● **What the exercise asks**
Beginning at the line containing "Place one marker on each instance of the sunlit" and continuing to the end of the records below, give each line again exactly as it stands, and only those lines.

● **Data to examine**
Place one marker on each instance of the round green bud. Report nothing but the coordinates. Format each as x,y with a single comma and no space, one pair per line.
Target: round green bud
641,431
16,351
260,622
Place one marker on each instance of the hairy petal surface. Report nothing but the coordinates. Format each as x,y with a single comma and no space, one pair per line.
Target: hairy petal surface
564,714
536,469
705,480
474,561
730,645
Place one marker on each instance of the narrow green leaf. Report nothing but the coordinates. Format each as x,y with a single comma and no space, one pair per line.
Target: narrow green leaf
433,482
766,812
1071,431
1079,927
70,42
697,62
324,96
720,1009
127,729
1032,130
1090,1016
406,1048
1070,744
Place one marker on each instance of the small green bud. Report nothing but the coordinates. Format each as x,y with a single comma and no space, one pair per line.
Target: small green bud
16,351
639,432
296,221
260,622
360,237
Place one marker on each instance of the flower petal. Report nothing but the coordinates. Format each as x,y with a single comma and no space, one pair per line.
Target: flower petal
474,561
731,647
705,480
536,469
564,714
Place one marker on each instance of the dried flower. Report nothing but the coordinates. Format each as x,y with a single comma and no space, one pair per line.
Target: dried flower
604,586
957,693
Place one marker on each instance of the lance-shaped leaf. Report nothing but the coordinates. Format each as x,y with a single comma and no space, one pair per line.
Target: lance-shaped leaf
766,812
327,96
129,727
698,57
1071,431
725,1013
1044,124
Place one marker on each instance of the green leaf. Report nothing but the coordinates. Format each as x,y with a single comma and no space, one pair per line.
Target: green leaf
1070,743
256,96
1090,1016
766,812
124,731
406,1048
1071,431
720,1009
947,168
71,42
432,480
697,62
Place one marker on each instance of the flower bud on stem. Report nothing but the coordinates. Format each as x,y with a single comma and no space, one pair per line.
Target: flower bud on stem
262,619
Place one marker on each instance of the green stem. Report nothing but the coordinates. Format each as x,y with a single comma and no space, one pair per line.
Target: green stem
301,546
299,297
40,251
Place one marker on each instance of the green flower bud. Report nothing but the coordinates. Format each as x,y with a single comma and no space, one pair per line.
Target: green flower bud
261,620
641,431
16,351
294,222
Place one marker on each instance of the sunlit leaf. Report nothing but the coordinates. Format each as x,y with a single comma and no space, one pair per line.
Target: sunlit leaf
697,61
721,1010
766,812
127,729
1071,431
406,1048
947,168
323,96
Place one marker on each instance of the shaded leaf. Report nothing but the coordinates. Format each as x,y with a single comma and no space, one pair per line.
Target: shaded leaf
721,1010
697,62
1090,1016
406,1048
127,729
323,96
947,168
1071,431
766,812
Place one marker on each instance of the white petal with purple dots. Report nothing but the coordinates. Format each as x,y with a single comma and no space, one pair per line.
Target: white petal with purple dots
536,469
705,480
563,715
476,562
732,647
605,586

● **Worked solution**
Place one marker on each instance of the sunlit leaf. Report nothing but the coordinates. Format each as x,y with a single comma and no space, one pair per line.
Target: sunlit leaf
697,61
721,1010
766,812
127,729
1071,431
406,1048
947,168
323,96
Place one marker on each instance of the shaded leaf. Report nothing but the coordinates. Format each as x,y with a single comma and no space, one pair per line.
Target: shaded leaf
721,1010
697,62
1090,1016
406,1048
127,729
323,96
947,168
1071,431
766,812
Place one marker on each instance of the white petal with purple dots. Report nothing but the coordinates. Format each as x,y with a single comma and no space, one pair per line.
Target: white petal with purple dots
536,469
705,480
563,715
476,562
732,647
605,586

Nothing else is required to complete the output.